RECORDS:
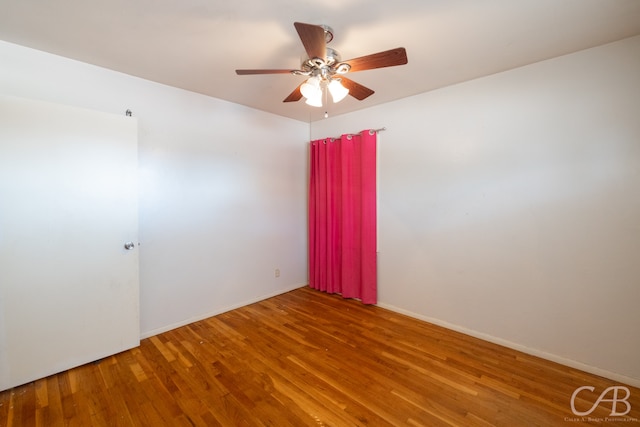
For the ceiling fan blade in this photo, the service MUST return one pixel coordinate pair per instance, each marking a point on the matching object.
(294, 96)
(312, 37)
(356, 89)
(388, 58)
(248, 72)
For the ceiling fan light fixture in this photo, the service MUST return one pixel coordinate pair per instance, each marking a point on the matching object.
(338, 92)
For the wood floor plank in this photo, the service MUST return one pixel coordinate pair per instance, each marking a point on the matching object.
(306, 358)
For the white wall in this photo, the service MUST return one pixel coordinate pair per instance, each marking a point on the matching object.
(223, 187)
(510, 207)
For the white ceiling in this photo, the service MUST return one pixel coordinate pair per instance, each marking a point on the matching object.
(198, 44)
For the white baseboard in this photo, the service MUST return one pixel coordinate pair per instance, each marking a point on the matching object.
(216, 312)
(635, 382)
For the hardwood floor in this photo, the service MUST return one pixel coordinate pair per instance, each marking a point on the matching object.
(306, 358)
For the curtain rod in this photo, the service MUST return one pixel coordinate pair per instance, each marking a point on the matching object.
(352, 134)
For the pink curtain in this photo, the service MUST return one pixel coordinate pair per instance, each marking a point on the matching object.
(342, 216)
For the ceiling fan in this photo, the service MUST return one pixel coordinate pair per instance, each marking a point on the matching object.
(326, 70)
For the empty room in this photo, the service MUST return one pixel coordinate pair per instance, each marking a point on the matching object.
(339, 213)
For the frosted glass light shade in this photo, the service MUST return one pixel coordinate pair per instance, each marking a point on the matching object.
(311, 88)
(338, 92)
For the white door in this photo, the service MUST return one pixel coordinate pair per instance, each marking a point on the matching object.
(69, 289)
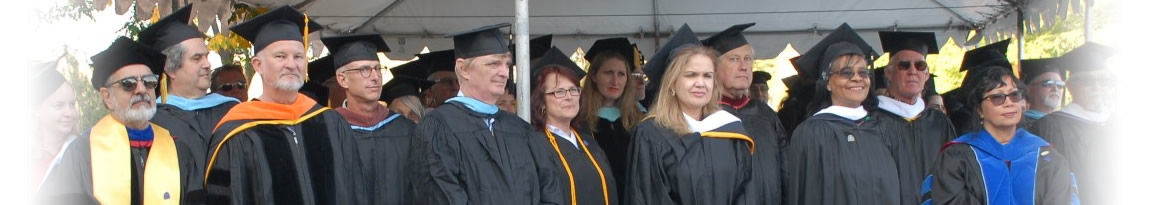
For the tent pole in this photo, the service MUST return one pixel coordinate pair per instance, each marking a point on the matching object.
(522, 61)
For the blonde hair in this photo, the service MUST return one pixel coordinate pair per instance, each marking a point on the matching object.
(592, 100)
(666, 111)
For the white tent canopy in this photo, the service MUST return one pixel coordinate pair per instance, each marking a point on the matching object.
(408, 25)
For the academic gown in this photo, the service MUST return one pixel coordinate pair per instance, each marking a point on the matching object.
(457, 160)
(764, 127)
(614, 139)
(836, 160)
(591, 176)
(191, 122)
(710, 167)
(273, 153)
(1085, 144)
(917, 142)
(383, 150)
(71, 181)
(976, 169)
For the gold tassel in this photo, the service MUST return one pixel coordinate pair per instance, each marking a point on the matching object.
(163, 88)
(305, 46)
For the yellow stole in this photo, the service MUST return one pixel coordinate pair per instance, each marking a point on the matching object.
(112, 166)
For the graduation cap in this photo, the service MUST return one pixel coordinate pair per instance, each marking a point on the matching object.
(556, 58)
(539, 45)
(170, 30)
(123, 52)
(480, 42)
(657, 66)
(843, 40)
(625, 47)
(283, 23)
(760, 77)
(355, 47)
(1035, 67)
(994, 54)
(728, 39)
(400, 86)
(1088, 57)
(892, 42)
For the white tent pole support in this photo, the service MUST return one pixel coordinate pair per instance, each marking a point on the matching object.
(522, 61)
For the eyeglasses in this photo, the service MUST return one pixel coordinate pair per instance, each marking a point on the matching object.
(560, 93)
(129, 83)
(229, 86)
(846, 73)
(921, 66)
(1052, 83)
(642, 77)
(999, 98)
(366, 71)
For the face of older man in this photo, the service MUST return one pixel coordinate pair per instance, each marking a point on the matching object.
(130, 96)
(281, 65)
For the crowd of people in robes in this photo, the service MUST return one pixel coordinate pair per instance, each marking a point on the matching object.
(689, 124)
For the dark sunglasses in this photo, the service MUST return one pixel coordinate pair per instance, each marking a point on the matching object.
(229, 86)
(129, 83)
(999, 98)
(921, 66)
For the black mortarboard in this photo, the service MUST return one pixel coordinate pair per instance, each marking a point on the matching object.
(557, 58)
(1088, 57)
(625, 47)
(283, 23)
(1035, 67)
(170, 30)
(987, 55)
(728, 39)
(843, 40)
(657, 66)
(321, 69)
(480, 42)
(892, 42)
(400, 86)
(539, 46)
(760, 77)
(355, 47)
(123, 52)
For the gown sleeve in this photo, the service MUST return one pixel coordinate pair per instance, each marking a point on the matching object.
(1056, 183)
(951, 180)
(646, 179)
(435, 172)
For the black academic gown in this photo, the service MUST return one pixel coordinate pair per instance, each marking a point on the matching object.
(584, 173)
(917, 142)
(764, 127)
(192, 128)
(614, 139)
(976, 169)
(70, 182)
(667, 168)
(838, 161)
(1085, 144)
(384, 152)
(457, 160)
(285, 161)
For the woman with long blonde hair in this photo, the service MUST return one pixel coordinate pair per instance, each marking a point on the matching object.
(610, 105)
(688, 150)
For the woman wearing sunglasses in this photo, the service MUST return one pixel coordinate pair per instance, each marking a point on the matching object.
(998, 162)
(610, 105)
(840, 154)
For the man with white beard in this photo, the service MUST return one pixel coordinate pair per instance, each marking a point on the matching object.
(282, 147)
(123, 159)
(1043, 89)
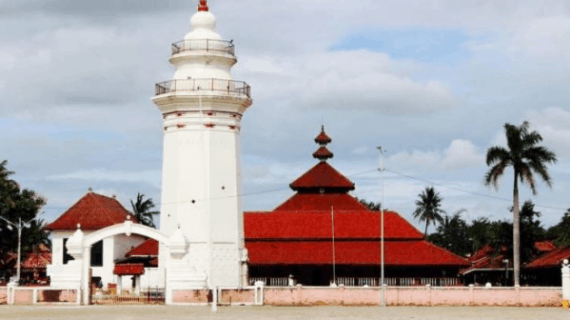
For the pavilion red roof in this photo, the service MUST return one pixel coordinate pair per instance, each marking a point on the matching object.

YOUR OBJECTIVE: Copy the records above exactly, omitting every picture.

EXERCISE SOLUTION:
For the ceiling fan blade in this photo, the service MUST return one pixel coordinate pair per instance, each marking a point on the matching object.
(294, 96)
(312, 37)
(356, 89)
(388, 58)
(248, 72)
For the ceiling fan light fixture in this photo, the service MUST return one pixel coordinate pair per instance, each marking a point on the matching object.
(338, 92)
For the wood floor plank in this photo, the service MUST return one pixel coordinate pair per instance, each marking a point on the matching object.
(306, 358)
For the white wall in this photo, the service MUST return one pixel coordinate pair per instance, each marking a point on the matching object.
(223, 187)
(510, 207)
For the white ceiling in this photo, the service MUST return one pixel coordinate pair per instance, each marking a point on the matching object.
(198, 44)
For the white baseboard in this photo, the service MUST return one pixel coordinate pair per instance, each marking a point on the matching object.
(216, 312)
(635, 382)
For the hardwood floor in this photo, the service MUST return one pixel coordinate pair per instance, each marking a point on the matching object.
(306, 358)
For the curtain rod in this photo, the service MUST return one pixel coordinate pair per instance, each marking a point on the matching object.
(352, 134)
For the pink curtain in this photo, the service MUST return one pixel coordinate pair per instance, each marking a point on the matching object.
(342, 216)
For the ceiling fan in this photo, the service MUST return one pixel coordinate pair per instance, each marking a point on the matching object.
(326, 70)
For the empty room in this photo, the service MUST return one pixel coordinate pair per instance, each marking a point on the matching object.
(339, 213)
For the frosted glass light shade in this photo, the service MUST return one pixel coordinate pair per instance, each marking a point on the matching object.
(311, 88)
(338, 92)
For the white door in this photo, the service MUST return one pixel coordinate pair per instance, each marking a point on the matching object.
(69, 289)
For the tent pole in this photo, the service MUST return one pixel coordinate pair per instance, each marking a point on the matching object.
(522, 61)
For the blonde hair in this photo, the service MUST return one pixel coordinate pair per instance, each marking a point on the matching object.
(592, 100)
(666, 111)
For the white tent canopy in this photo, the service MUST return one pixel coordinate pair per instance, each marking a point on the matching object.
(408, 25)
For the academic gown in this photo, the service MUST return one pixel coordinate pair per instance, each marking a point on the matching object.
(457, 160)
(764, 127)
(614, 139)
(836, 160)
(591, 176)
(191, 122)
(710, 167)
(273, 153)
(1085, 144)
(917, 142)
(383, 150)
(71, 181)
(976, 169)
For the gold tassel in this photo, the service MUST return one pixel coordinate pair per instance, each marking a point on the matching object.
(163, 88)
(305, 46)
For the yellow stole in this photo, the service MUST return one pixel coordinate pair per instance, each marking a point on the matching object.
(112, 166)
For the graduation cap in this photo, the service MUST return one pixel coordinate pair per instance, each marking a point on the matching object.
(556, 58)
(539, 45)
(170, 30)
(123, 52)
(480, 42)
(657, 66)
(843, 40)
(625, 47)
(283, 23)
(760, 77)
(355, 47)
(1035, 67)
(994, 54)
(728, 39)
(400, 86)
(1088, 57)
(892, 42)
For the white tent pole support in this photo, the service MUST return one pixel coordinate pair per instance, each marking a point on the matching object.
(522, 61)
For the eyeglasses in this photo, the service MUST return one pixel coordinate pair per instance, each marking a point on the matching object.
(560, 93)
(129, 83)
(229, 86)
(846, 73)
(921, 66)
(1052, 83)
(642, 77)
(999, 98)
(366, 71)
For the face of older man in this photo, the service MUST return one pixel coordinate pair per instance, each marking a point on the matching object.
(130, 96)
(281, 65)
For the crowd of people in robes in this photo, the service MUST return one pixel coordinate pair per instance, each marking a point on the matching object.
(689, 124)
For the dark sunglasses in this photo, the service MUST return one pixel coordinate pair per instance, each marking a point on the matching object.
(229, 86)
(129, 83)
(999, 98)
(921, 66)
For the black mortarboard in this photo, the service MUST return one pixel coordinate pair per instance, each marking a point on the matching object.
(557, 58)
(1088, 57)
(625, 47)
(283, 23)
(1035, 67)
(170, 30)
(987, 55)
(728, 39)
(843, 40)
(657, 66)
(321, 69)
(480, 42)
(892, 42)
(400, 86)
(539, 46)
(760, 77)
(355, 47)
(123, 52)
For the gown sleeve in this photo, the service MUST return one pixel coordinate pair per instance, each marking a point on the matching object.
(1056, 183)
(951, 180)
(646, 179)
(435, 172)
For the black academic gown in this photo, the service MUST return one pixel coordinate pair per instance, each marking a point on the matching object.
(584, 173)
(917, 142)
(764, 127)
(192, 128)
(614, 139)
(976, 169)
(70, 182)
(667, 168)
(838, 161)
(1085, 144)
(384, 152)
(457, 160)
(285, 161)
For the woman with long blonde hair in this photo, the service MUST return one pixel coordinate pair per instance, each marking a point on the matching object.
(610, 105)
(688, 150)
For the woman wearing sunglasses in this photo, the service MUST return one pixel coordinate pair per instance, each marking a point on the matching object.
(998, 162)
(610, 105)
(840, 154)
For the man with white beard in this photo, the service MUST return one pixel coordinate pair per instance, each marking a point on the matching object.
(282, 147)
(123, 159)
(1043, 89)
For the pavilion red roof in this photo, the service MUST return one pixel coordinate pair per instance, each marking a point on the matching object.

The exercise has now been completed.